Task instructions: Set the whole listing down again without deviation.

Data for the task:
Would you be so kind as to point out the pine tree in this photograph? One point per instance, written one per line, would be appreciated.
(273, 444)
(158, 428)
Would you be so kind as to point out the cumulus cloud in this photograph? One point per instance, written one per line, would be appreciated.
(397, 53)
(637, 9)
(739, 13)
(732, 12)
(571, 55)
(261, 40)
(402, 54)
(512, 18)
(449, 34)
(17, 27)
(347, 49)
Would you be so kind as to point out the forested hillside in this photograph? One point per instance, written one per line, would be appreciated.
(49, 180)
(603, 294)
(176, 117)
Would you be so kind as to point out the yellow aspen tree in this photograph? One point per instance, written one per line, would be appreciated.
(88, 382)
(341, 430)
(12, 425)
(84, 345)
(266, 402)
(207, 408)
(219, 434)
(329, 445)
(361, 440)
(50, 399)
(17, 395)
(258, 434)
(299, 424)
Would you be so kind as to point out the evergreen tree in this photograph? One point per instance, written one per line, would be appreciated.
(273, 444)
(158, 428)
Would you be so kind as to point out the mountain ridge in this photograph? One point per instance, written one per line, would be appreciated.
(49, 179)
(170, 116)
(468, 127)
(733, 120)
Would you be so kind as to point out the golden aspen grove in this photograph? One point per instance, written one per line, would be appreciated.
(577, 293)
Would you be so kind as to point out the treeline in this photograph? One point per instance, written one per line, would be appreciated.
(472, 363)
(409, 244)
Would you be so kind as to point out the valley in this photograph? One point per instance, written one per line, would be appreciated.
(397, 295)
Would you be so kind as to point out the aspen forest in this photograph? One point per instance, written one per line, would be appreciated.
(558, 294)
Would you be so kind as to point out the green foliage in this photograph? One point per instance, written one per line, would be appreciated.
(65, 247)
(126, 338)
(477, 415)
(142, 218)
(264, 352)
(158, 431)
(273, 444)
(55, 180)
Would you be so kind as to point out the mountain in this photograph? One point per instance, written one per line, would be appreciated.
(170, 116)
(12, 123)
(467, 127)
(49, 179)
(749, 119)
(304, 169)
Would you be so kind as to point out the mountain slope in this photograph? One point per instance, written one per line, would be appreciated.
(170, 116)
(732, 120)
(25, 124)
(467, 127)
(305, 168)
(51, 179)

Reply to the task:
Would you be so kind as to point out the pine tree in this photograph? One point per instance, written one per line, would be appreciated.
(273, 444)
(158, 428)
Would you be so kind as to point out the cumulus cloud in this photograph? One point per instance, written one per line, would be appreciated.
(397, 53)
(637, 9)
(739, 13)
(732, 12)
(571, 55)
(261, 40)
(402, 54)
(512, 18)
(449, 34)
(17, 27)
(347, 49)
Would you be so kind as to point out the forested hillside in this photograph? One point per instance, written one per line, would be appreciated.
(49, 180)
(603, 294)
(176, 117)
Would you be so kind as to point out the yellow aspen tree in this photograph? One point per instance, written one per line, would be appreciated.
(88, 382)
(341, 430)
(12, 425)
(84, 345)
(266, 402)
(207, 408)
(219, 434)
(329, 445)
(361, 440)
(50, 399)
(17, 395)
(258, 434)
(299, 424)
Would you be so kind as to point out the evergreen tree in this photograph? One point per instance, written one per line, would be appreciated.
(273, 444)
(158, 428)
Would you be so kind as to point out the mountain ridge in this photograph? One point per instance, written one per line, would be appreciated.
(49, 179)
(170, 116)
(468, 127)
(733, 120)
Would you be so kind as to point out the golden aspen grove in this photograph? One point per instance, written one per line, would be appreciated.
(577, 293)
Would you be so kind as to point out the treeline in this photograph? One point per instance, written one per line, would be appreciated.
(472, 363)
(409, 244)
Would you be so kind as to point out the valley in this photograph? One point per instance, written one per line, would be appreciated.
(397, 295)
Would you be so kind as to point out the aspen forest in this photograph? One point per instance, written one per line, would be appreciated.
(558, 294)
Would you be so kind as to point out the green foliage in this photograph? One point per instance, written one per line, would be appreciated.
(65, 247)
(126, 338)
(477, 415)
(142, 218)
(264, 352)
(158, 431)
(273, 444)
(55, 180)
Would you be so kind as to point out the mountain in this photograph? One point per instance, written one per line, would be appreciated.
(170, 116)
(12, 123)
(467, 127)
(49, 179)
(749, 119)
(304, 169)
Would you be so kind as to point out the mountain slope in this photograph? One point per instance, written one per line, would be appreciated.
(170, 116)
(732, 120)
(25, 124)
(467, 127)
(305, 168)
(51, 179)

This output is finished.